Pictures aside, every line of the listing should be given again exactly.

────

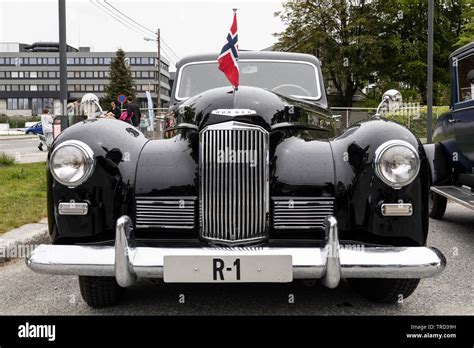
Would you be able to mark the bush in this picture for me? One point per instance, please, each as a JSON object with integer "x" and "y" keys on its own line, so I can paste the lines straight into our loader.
{"x": 6, "y": 160}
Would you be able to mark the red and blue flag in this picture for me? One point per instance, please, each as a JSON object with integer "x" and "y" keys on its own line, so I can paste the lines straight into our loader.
{"x": 229, "y": 57}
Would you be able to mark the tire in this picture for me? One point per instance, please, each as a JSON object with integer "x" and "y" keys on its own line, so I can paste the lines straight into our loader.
{"x": 437, "y": 205}
{"x": 99, "y": 292}
{"x": 384, "y": 290}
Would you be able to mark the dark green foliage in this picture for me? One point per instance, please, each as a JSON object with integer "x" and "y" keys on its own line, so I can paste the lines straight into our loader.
{"x": 121, "y": 80}
{"x": 379, "y": 41}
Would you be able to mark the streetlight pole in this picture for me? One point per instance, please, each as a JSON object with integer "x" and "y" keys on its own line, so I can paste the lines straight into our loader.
{"x": 158, "y": 93}
{"x": 62, "y": 61}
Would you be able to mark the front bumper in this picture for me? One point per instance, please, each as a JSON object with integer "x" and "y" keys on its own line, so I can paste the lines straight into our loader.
{"x": 330, "y": 263}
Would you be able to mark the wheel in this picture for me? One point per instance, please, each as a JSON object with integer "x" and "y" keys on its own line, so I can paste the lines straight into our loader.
{"x": 100, "y": 292}
{"x": 384, "y": 290}
{"x": 437, "y": 205}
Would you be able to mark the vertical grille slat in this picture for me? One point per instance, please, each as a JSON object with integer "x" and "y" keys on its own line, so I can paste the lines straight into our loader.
{"x": 234, "y": 181}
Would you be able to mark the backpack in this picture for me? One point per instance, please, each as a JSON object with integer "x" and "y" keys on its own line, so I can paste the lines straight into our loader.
{"x": 125, "y": 117}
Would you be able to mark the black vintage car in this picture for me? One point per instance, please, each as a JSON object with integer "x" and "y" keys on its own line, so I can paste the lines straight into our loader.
{"x": 452, "y": 154}
{"x": 252, "y": 185}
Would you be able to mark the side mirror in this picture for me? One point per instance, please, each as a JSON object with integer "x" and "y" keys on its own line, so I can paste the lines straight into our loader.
{"x": 56, "y": 126}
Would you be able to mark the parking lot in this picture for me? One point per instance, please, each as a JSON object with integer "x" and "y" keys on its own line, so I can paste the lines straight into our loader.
{"x": 451, "y": 293}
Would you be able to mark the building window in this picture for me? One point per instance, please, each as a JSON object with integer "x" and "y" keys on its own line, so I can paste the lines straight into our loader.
{"x": 12, "y": 104}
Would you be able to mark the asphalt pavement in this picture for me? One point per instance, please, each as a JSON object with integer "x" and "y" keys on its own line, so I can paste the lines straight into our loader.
{"x": 24, "y": 292}
{"x": 23, "y": 148}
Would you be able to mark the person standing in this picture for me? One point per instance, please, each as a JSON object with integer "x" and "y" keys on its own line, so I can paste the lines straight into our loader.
{"x": 133, "y": 112}
{"x": 47, "y": 125}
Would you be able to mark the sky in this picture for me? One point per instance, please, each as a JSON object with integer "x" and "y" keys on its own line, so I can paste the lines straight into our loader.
{"x": 187, "y": 27}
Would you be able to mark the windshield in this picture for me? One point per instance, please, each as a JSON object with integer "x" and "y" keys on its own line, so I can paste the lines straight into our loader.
{"x": 291, "y": 78}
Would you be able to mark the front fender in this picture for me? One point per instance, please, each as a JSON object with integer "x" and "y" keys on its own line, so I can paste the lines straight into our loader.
{"x": 116, "y": 146}
{"x": 360, "y": 193}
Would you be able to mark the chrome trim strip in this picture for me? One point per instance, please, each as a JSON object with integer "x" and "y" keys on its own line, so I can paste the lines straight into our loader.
{"x": 301, "y": 212}
{"x": 72, "y": 208}
{"x": 467, "y": 192}
{"x": 124, "y": 272}
{"x": 125, "y": 262}
{"x": 396, "y": 209}
{"x": 332, "y": 270}
{"x": 176, "y": 212}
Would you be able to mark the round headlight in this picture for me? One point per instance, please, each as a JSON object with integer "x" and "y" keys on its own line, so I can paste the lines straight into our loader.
{"x": 396, "y": 163}
{"x": 72, "y": 163}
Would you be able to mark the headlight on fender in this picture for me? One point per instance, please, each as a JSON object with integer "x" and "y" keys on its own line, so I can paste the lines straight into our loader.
{"x": 72, "y": 162}
{"x": 396, "y": 163}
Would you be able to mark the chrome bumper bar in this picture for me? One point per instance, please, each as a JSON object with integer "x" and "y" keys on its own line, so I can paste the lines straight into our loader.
{"x": 126, "y": 262}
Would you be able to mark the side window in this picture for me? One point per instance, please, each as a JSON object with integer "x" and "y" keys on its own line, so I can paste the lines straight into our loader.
{"x": 466, "y": 78}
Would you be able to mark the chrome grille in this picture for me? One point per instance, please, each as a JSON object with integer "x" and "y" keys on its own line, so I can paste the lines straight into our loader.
{"x": 234, "y": 182}
{"x": 301, "y": 212}
{"x": 165, "y": 212}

────

§ Written answer
Would you be able to mark the bush in this picture for me? One point per instance, please, each as a JSON object with integer "x" and "y" keys on its own line, so I can paste the lines straight into our loader.
{"x": 6, "y": 160}
Would you be able to mark the red and blue flag in this picture for me? One point per instance, please, each as a JSON object with integer "x" and "y" keys on its own line, so I can paste the lines straight into our loader.
{"x": 229, "y": 57}
Would you be able to mark the tire in this picture for me? One point per instance, please, each as a JSON object with integer "x" and "y" keys on its own line, so I can paste the lines straight into our loader.
{"x": 437, "y": 205}
{"x": 99, "y": 292}
{"x": 384, "y": 290}
Would you be able to mark the dark green foliage in this picture for me? One point per instance, please, each as a JSON object with integer "x" and "y" keys on its own line, so I can paste the lines straight into our loader.
{"x": 121, "y": 80}
{"x": 379, "y": 41}
Would you be able to mark the streetlight pole in this picture for me? One point per instance, please, each as a JSON object with integer "x" and "y" keys on its own line, so I can paste the lines straight into our loader.
{"x": 158, "y": 93}
{"x": 62, "y": 61}
Would you be able to mark the front bumper in this picture for me? One point per instance, please, each as a JSON object with integer "x" and "y" keys on its own line, so I can paste the lines straight into our loader.
{"x": 330, "y": 263}
Would you be able to mark the wheel in this picture for me? One point per instance, please, each as a JSON object with integer "x" and "y" keys on its own line, so I can paste the lines straight into our loader.
{"x": 100, "y": 292}
{"x": 384, "y": 290}
{"x": 437, "y": 205}
Would you be able to mark the vertical grille slat in this picture for me? One point per instance, please, each as a JSON object with integer "x" and "y" keys on its own line, so I can paste the lines straight into our loader.
{"x": 234, "y": 181}
Would you be able to mark the backpack in this picture for me? One point per instance, please, each as a JSON object with integer "x" and "y" keys on its own line, so I can paste the lines straight into our loader.
{"x": 125, "y": 117}
Would you be able to mark the black vintage car in this picture for me? One point per instance, please, each as a JSON object with integer "x" and "y" keys on its own line, so I can paste the lines straight into our loader.
{"x": 452, "y": 154}
{"x": 252, "y": 185}
Would you be able to mark the side mirror in this picture for me? One point per instance, please, each as a JSON object with integer "x" and "y" keys on its own line, so I can paste the lines straight into our loader.
{"x": 56, "y": 126}
Would you be able to mark the parking lot in this picture for me? One point per instance, please, each as a JSON object with integer "x" and "y" keys on its own line, so I can paste the lines straight into our loader.
{"x": 451, "y": 293}
Would you be able to mark the building window in this picture for me? One point per instance, please, each as a JSON object with integer "x" and "y" keys on its own line, so I can paste the lines straight into our loader.
{"x": 12, "y": 104}
Would you be able to mark the asphalt pavement in this picture for me? One point per instance, please, each as a JSON object with integer "x" and "y" keys on its own line, so I can paste the lines straight into our loader.
{"x": 24, "y": 292}
{"x": 23, "y": 148}
Would you be able to mark the person standing in this picture for me? One point per instance, please, each as a JSON object with integer "x" and "y" keys on its own line, so I can paste the lines straight into our loader.
{"x": 133, "y": 112}
{"x": 47, "y": 125}
Would you be able to mark the sky in this picture for me? One point per instance, please, each as a JSON object with integer "x" and "y" keys on its own line, so I can paste the lines straight into our loader.
{"x": 187, "y": 27}
Would you be able to mark the windshield in this picture for me? One point per instance, please, each as a JSON object with integer "x" and "y" keys on its own line, so I can paste the lines straight into our loader.
{"x": 291, "y": 78}
Would you be able to mark the front fender in this picture for me? One point per instance, please, each as a JSON object with integer "x" and "y" keys on its own line, so I can paste the lines straight into our loader.
{"x": 116, "y": 146}
{"x": 360, "y": 193}
Would you be able to mark the chrome trim strip in this picture for me? One point per instance, please, each as a JSON object with integer "x" and "y" keys on its own line, so I can paste the lines straight into our loader.
{"x": 301, "y": 212}
{"x": 72, "y": 208}
{"x": 467, "y": 192}
{"x": 124, "y": 272}
{"x": 125, "y": 262}
{"x": 396, "y": 209}
{"x": 332, "y": 270}
{"x": 176, "y": 212}
Would you be able to mark the round headlight in this picture for me? One point per instance, please, each as a JSON object with integer "x" and "y" keys on its own line, so I can paste the lines straight into our loader.
{"x": 396, "y": 163}
{"x": 72, "y": 163}
Would you be able to mark the headlight on fender in this picture for me? One point per instance, please, each as a JSON object with integer "x" and "y" keys on its own line, so I can paste the lines straight into our loader.
{"x": 72, "y": 162}
{"x": 396, "y": 163}
Would you be able to mark the chrome bumper bar in this picture for me? One point per instance, please, each as a JSON object with integer "x" and "y" keys on its own line, so I can paste the lines straight into our loader.
{"x": 126, "y": 262}
Would you be able to mark the side window in this picture for me? One point per instance, please, each as a JSON object with integer "x" and "y" keys on its own line, so I can paste the lines straight into our loader.
{"x": 466, "y": 78}
Would you be able to mark the chrome grille in this picture for me? One point per instance, please, each as a JSON object with integer "x" and "y" keys on its own line, so I can paste the lines straight into our loader.
{"x": 234, "y": 182}
{"x": 301, "y": 212}
{"x": 165, "y": 212}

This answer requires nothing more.